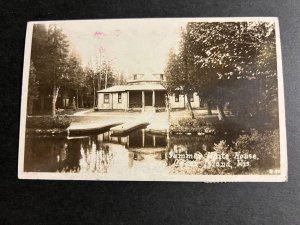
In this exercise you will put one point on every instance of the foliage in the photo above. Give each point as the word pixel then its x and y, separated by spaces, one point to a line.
pixel 228 62
pixel 33 90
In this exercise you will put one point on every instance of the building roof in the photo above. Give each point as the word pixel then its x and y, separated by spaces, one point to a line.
pixel 133 87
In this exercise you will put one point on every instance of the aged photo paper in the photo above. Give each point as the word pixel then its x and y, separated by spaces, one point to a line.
pixel 166 99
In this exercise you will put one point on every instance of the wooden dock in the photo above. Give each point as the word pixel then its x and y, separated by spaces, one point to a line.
pixel 90 127
pixel 127 127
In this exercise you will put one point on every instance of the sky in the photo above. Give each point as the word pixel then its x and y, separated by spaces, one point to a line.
pixel 132 46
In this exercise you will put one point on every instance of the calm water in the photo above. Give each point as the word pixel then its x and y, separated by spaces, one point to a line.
pixel 104 153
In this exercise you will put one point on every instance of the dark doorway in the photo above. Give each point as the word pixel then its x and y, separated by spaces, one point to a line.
pixel 148 98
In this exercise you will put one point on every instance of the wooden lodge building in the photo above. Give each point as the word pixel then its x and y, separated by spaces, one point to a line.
pixel 142 93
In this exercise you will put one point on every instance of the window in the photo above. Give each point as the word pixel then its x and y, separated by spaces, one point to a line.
pixel 176 97
pixel 119 97
pixel 106 98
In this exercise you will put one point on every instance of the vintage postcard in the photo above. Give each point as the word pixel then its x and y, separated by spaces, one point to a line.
pixel 174 99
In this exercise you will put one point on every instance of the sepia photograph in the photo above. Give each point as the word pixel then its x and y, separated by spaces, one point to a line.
pixel 174 99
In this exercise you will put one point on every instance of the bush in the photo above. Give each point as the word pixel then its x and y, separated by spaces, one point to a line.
pixel 193 123
pixel 48 122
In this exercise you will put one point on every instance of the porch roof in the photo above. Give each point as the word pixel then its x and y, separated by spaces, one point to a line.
pixel 134 87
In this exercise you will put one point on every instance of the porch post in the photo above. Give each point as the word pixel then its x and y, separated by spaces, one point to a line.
pixel 143 138
pixel 127 100
pixel 153 100
pixel 143 101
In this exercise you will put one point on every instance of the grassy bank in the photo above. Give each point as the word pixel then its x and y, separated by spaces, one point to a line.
pixel 205 125
pixel 47 124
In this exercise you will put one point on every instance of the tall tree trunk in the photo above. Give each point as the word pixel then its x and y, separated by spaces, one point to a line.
pixel 189 107
pixel 54 98
pixel 221 114
pixel 82 104
pixel 208 104
pixel 94 92
pixel 30 106
pixel 77 99
pixel 42 108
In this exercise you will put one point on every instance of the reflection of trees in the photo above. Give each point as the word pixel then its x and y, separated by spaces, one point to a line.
pixel 44 154
pixel 96 158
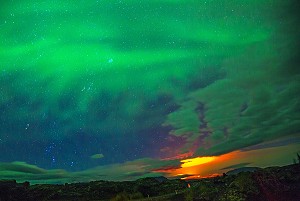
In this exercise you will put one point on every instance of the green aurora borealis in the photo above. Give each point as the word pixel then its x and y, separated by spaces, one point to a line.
pixel 88 86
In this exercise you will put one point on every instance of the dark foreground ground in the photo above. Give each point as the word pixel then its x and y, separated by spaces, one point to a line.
pixel 271 184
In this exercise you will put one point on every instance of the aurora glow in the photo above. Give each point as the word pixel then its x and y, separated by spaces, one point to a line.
pixel 126 89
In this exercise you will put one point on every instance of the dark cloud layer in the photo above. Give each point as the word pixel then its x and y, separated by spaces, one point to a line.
pixel 143 81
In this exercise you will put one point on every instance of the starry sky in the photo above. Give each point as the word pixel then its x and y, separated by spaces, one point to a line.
pixel 123 89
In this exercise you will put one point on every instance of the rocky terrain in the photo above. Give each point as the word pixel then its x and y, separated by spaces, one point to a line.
pixel 271 184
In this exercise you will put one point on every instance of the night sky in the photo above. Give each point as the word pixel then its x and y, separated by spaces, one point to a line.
pixel 119 90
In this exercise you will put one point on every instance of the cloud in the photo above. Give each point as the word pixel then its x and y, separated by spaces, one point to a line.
pixel 235 166
pixel 97 156
pixel 131 170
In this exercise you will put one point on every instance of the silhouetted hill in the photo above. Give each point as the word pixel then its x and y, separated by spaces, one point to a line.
pixel 271 184
pixel 243 169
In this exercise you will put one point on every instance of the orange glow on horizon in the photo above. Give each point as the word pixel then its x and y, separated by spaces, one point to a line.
pixel 193 177
pixel 196 161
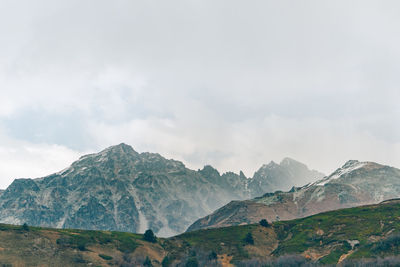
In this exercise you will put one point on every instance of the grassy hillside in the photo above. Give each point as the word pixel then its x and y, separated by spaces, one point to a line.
pixel 339 236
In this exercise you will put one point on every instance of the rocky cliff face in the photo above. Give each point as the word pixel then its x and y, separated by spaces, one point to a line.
pixel 355 184
pixel 120 189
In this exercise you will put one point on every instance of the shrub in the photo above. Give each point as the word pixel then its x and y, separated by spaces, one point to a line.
pixel 249 239
pixel 192 262
pixel 264 223
pixel 25 227
pixel 106 257
pixel 166 261
pixel 147 262
pixel 149 236
pixel 213 255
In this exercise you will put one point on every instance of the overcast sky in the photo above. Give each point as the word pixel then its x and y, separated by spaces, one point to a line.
pixel 234 84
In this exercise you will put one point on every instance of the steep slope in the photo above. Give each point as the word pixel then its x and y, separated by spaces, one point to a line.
pixel 353 237
pixel 283 176
pixel 120 189
pixel 355 184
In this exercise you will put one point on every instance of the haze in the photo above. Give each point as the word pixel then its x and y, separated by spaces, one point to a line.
pixel 229 83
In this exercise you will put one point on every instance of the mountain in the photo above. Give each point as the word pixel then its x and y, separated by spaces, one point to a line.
pixel 362 236
pixel 283 176
pixel 354 184
pixel 120 189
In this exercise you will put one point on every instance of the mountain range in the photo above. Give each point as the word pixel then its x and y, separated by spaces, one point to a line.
pixel 354 184
pixel 121 189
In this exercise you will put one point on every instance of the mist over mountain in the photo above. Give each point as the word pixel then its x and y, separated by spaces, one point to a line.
pixel 120 189
pixel 354 184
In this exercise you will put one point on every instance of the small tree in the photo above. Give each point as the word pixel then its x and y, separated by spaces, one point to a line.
pixel 249 239
pixel 147 262
pixel 213 255
pixel 264 223
pixel 149 236
pixel 25 227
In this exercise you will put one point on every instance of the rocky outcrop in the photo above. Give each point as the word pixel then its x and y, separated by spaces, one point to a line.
pixel 120 189
pixel 354 184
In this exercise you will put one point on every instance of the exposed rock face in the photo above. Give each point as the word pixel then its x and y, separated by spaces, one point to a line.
pixel 355 184
pixel 120 189
pixel 283 176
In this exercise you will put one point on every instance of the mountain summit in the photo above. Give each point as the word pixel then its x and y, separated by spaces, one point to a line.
pixel 121 189
pixel 354 184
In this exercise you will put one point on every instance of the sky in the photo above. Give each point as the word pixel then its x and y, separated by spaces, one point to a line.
pixel 234 84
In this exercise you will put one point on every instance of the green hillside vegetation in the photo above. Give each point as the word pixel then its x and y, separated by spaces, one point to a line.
pixel 345 236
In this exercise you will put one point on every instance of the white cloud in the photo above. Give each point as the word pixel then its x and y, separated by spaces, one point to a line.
pixel 226 83
pixel 21 159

Task brief = Copy every line of the records above word for word, leaving out the pictures.

Result for this task =
In this exercise you will put one point on every instance of the foliage in the photo above. Give each point as the word pixel then its x and y, separated by spaces, one point to a line.
pixel 228 62
pixel 33 90
In this exercise you will put one point on every instance of the building roof in the photo above. Give each point as the word pixel then its x and y, separated by spaces, one point to a line.
pixel 133 87
In this exercise you will put one point on every instance of the aged photo paper in the photo above. Give each point as the word pixel then its x and y, separated by spaces, one point to a line.
pixel 166 99
In this exercise you will put one point on every instance of the wooden dock in the photo above. Give each point as the word pixel then its x and y, separated by spaces, one point to a line.
pixel 90 127
pixel 127 127
In this exercise you will put one point on every instance of the sky in the photo above. Give each point as the word pixel then its x and y, separated by spaces, one point to a line.
pixel 132 46
In this exercise you will put one point on every instance of the calm water in the photo above. Give each point as the word pixel then its x and y, separated by spaces, one point to a line.
pixel 104 153
In this exercise you will put one point on every instance of the dark doorway in the photo above. Give each point as the word pixel then its x and y, separated by spaces, one point to a line.
pixel 148 98
In this exercise you will put one point on every instance of the wooden lodge building in the photo above. Give each point as the word pixel then its x and y, separated by spaces, one point to a line.
pixel 142 93
In this exercise you will put one point on every instance of the window in the photo above. Give each point as the word pixel then its x and y, separated by spaces, one point to a line.
pixel 176 97
pixel 119 97
pixel 106 98
In this exercise you will put one point on every instance of the vintage postcard in the photo above. Give each point as the word pixel then its x and y, separated by spaces, one point to a line.
pixel 174 99
In this exercise you will put one point on every instance of the sepia photograph in the photo above. Give each point as the word pixel then its x and y, separated by spaces, one point to a line.
pixel 174 99
In this exercise you will put one point on every instance of the bush in the photo above. Give each point as the word pixel then its x and y, separated by spaces, one point to a line.
pixel 193 123
pixel 48 122
In this exercise you will put one point on every instance of the porch roof in the photo above. Give each point as the word pixel then its x and y, separated by spaces, one point to a line.
pixel 134 87
In this exercise you will put one point on every instance of the porch post in the photo above. Give each point as the word pixel then its x and y, separated by spaces, one point to a line.
pixel 143 138
pixel 127 100
pixel 153 100
pixel 143 101
In this exercise you will put one point on every instance of the grassy bank in the photo above. Give each point as the word pixel then its x and y, separated by spaces, one point to a line.
pixel 205 125
pixel 47 124
In this exercise you will put one point on every instance of the tall tree trunk in the photo above. Give each point as the word pixel then its x and y, separated by spaces, one point to a line.
pixel 189 107
pixel 54 98
pixel 221 114
pixel 82 104
pixel 208 104
pixel 94 92
pixel 30 106
pixel 77 99
pixel 42 108
In this exercise you will put one point on every instance of the reflection of trees in the photo above. Give each point as the word pixel then its x and y, separated by spaces, one point to a line.
pixel 44 154
pixel 96 158
In this exercise you will put one point on every instance of the green aurora borealis in the photo above. Give each point as the word pixel then its x and y, separated by spaces, one point to a line.
pixel 88 86
In this exercise you will put one point on every instance of the dark foreground ground in the photo above. Give each point as the word pixel then its x and y, separated by spaces, one point to a line.
pixel 271 184
In this exercise you will put one point on every instance of the aurora glow in the photo above. Give each point as the word pixel then its x and y, separated by spaces, one point to a line.
pixel 126 89
In this exercise you will put one point on every instance of the dark cloud layer in the photo above. Give each point as the word pixel then its x and y, separated by spaces, one point to a line.
pixel 143 81
In this exercise you will put one point on every instance of the starry sky in the photo above. Give each point as the word pixel then its x and y, separated by spaces, one point to a line.
pixel 123 89
In this exercise you will put one point on every instance of the rocky terrain in the photo above. Give each point as the word pixel then its x and y, separated by spaces, one point to a line.
pixel 271 184
In this exercise you will put one point on every instance of the night sky in the photo above. Give each point as the word pixel then its x and y, separated by spaces, one point to a line.
pixel 119 90
In this exercise you will put one point on every instance of the cloud in the photo above. Give each point as the word pixel then its x and y, separated by spaces, one point to a line.
pixel 235 166
pixel 97 156
pixel 131 170
In this exercise you will put one point on every instance of the silhouetted hill in the photo above. Give each point as the word pixel then its x and y, separated by spaces, one point to a line.
pixel 271 184
pixel 243 169
In this exercise you will put one point on every instance of the orange glow on horizon in the photo above. Give each point as the word pixel then its x and y, separated by spaces, one point to a line.
pixel 193 177
pixel 196 161
In this exercise you will put one point on every instance of the grassy hillside in the photo above. Give each point as the word pixel then its x and y, separated by spaces, one point to a line.
pixel 339 236
In this exercise you will put one point on every instance of the rocky cliff face in the photo above. Give each point as the word pixel then its x and y, separated by spaces, one point to a line.
pixel 355 184
pixel 120 189
In this exercise you will put one point on every instance of the shrub in the photo above. Give each point as the word pixel then its x and y, separated by spaces, one point to a line.
pixel 249 239
pixel 192 262
pixel 264 223
pixel 25 227
pixel 106 257
pixel 166 261
pixel 147 262
pixel 149 236
pixel 213 255
In this exercise you will put one point on every instance of the overcast sky in the photo above. Give each point as the word pixel then its x and y, separated by spaces, one point to a line.
pixel 234 84
In this exercise you will put one point on every instance of the steep slope in the photo above. Give each point as the word pixel then its x and y, separated by spaces, one point to a line.
pixel 353 237
pixel 283 176
pixel 120 189
pixel 355 184
In this exercise you will put one point on every instance of the haze in the photo above. Give each point as the word pixel then its x and y, separated by spaces, one point to a line.
pixel 229 83
In this exercise you will put one point on every instance of the mountain in the photo above. Give each point as the word pixel then its x and y, separated by spaces, one point to a line.
pixel 362 236
pixel 283 176
pixel 354 184
pixel 120 189
In this exercise you will put one point on every instance of the mountain range in the photo above. Give each point as the word pixel then its x and y, separated by spaces, one point to a line.
pixel 354 184
pixel 121 189
In this exercise you will put one point on every instance of the mist over mountain in the photo above. Give each point as the word pixel then its x and y, separated by spaces, one point to a line.
pixel 120 189
pixel 354 184
In this exercise you will put one point on every instance of the small tree in the photo above. Give each point as the word pixel then its x and y, separated by spaces, one point to a line.
pixel 249 239
pixel 147 262
pixel 213 255
pixel 264 223
pixel 149 236
pixel 25 227
In this exercise you will put one point on every instance of the rocky outcrop in the photo above. Give each point as the word pixel then its x and y, separated by spaces, one point to a line.
pixel 120 189
pixel 354 184
In this exercise you will put one point on every instance of the exposed rock face in the photo above. Give each point as the word pixel then its x and y, separated by spaces, one point to a line.
pixel 355 184
pixel 120 189
pixel 283 176
In this exercise you will put one point on every instance of the mountain summit in the photo above. Give each point as the word pixel then its x and y, separated by spaces, one point to a line.
pixel 121 189
pixel 354 184
In this exercise you will put one point on every instance of the sky in the photo above. Give each point as the word pixel then its x and y, separated by spaces, one point to a line.
pixel 234 84
In this exercise you will put one point on every instance of the green hillside vegetation in the photo above. Give each point as the word pixel then its x and y, separated by spaces, one point to a line.
pixel 345 236
In this exercise you will put one point on every instance of the white cloud in the photo above. Give each point as the word pixel then its x and y, separated by spaces, one point to a line.
pixel 226 83
pixel 21 159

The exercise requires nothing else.